### WHAT YOU NEED TO DO
Pick out every line in the records that contains the string "balcony". Case counts.

┄┄┄┄┄┄┄┄┄┄┄┄┄┄┄┄┄┄┄┄

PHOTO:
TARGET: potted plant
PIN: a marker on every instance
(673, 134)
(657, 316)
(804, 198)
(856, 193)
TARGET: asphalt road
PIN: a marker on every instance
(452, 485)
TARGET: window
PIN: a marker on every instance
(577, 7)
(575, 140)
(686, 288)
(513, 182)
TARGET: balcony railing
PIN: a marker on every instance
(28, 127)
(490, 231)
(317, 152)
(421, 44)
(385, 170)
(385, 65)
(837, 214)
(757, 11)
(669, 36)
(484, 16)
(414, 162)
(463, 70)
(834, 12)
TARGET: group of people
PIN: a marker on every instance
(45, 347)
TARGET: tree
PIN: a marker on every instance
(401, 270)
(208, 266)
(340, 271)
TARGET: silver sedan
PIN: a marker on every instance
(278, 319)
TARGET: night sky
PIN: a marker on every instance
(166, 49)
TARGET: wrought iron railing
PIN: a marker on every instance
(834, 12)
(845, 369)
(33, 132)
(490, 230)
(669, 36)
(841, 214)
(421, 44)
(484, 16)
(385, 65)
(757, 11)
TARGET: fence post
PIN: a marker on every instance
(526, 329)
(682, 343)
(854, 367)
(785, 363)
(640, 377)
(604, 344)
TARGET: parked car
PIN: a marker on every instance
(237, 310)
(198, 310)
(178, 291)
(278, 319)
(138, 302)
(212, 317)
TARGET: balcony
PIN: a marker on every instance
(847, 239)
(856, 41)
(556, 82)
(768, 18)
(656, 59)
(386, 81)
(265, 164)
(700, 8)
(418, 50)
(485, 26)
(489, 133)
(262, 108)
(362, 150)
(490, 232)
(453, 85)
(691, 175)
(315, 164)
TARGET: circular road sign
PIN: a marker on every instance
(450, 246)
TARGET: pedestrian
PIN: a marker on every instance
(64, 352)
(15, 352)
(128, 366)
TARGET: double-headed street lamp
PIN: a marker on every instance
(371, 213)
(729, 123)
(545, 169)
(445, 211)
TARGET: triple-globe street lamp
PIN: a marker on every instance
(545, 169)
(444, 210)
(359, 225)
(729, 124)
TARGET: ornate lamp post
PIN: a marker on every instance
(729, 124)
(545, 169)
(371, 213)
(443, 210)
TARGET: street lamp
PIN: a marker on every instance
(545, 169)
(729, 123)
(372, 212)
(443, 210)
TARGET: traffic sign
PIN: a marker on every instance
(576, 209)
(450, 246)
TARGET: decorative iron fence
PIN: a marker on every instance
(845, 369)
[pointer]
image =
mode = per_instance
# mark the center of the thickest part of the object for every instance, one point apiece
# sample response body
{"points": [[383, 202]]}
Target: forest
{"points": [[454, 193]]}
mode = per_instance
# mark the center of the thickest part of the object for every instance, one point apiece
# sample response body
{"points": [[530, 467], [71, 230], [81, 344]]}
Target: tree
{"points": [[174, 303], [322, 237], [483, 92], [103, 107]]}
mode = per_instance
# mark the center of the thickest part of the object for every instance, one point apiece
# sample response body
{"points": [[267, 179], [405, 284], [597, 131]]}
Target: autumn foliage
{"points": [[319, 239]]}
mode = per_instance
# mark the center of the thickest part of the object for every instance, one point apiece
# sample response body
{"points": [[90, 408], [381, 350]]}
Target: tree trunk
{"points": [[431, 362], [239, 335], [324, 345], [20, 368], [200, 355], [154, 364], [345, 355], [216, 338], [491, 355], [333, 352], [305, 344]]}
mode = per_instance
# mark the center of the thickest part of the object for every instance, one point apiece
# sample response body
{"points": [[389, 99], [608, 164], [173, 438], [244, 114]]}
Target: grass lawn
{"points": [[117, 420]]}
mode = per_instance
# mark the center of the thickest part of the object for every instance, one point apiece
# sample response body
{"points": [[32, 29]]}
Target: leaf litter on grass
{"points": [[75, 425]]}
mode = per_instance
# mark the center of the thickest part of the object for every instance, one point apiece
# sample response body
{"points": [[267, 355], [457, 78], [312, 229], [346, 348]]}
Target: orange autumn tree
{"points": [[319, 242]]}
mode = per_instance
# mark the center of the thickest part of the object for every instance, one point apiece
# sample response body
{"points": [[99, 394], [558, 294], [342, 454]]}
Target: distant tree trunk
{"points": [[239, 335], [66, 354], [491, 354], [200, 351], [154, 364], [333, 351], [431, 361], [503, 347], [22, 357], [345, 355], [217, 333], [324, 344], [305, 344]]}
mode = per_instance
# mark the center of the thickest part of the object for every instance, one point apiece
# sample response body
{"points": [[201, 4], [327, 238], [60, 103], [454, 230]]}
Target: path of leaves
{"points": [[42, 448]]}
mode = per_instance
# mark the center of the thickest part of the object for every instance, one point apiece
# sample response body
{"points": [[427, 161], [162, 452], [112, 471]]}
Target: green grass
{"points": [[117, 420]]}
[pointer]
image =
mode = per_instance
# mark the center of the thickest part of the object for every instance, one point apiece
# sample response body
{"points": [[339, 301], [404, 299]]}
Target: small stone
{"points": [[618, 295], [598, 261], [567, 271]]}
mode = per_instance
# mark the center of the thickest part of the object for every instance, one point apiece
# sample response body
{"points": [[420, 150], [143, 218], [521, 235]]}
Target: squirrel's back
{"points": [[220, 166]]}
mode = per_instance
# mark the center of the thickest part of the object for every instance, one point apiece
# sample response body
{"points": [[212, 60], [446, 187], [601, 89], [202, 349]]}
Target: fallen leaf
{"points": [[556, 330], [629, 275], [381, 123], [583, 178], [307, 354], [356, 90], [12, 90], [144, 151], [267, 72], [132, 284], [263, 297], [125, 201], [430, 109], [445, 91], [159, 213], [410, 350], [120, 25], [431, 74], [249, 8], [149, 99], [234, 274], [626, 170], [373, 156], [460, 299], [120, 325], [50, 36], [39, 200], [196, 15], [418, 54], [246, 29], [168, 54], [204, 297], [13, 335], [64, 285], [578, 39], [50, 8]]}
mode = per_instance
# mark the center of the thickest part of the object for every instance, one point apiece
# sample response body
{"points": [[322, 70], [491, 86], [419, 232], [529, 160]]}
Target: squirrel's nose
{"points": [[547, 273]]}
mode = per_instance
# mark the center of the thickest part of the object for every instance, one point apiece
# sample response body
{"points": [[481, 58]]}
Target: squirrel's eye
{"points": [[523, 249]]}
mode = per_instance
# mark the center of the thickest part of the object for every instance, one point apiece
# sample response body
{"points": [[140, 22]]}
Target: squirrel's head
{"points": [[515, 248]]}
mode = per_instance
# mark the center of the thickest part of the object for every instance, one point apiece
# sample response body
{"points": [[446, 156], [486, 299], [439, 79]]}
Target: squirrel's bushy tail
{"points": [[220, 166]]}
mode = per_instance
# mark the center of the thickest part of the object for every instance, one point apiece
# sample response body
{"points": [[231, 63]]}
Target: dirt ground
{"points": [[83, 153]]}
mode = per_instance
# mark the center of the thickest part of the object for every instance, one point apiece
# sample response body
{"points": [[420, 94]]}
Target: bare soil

┄┄┄┄┄┄┄┄┄┄┄┄┄┄┄┄┄┄┄┄

### EXERCISE RESULT
TARGET: balcony railing
TARGET: balcony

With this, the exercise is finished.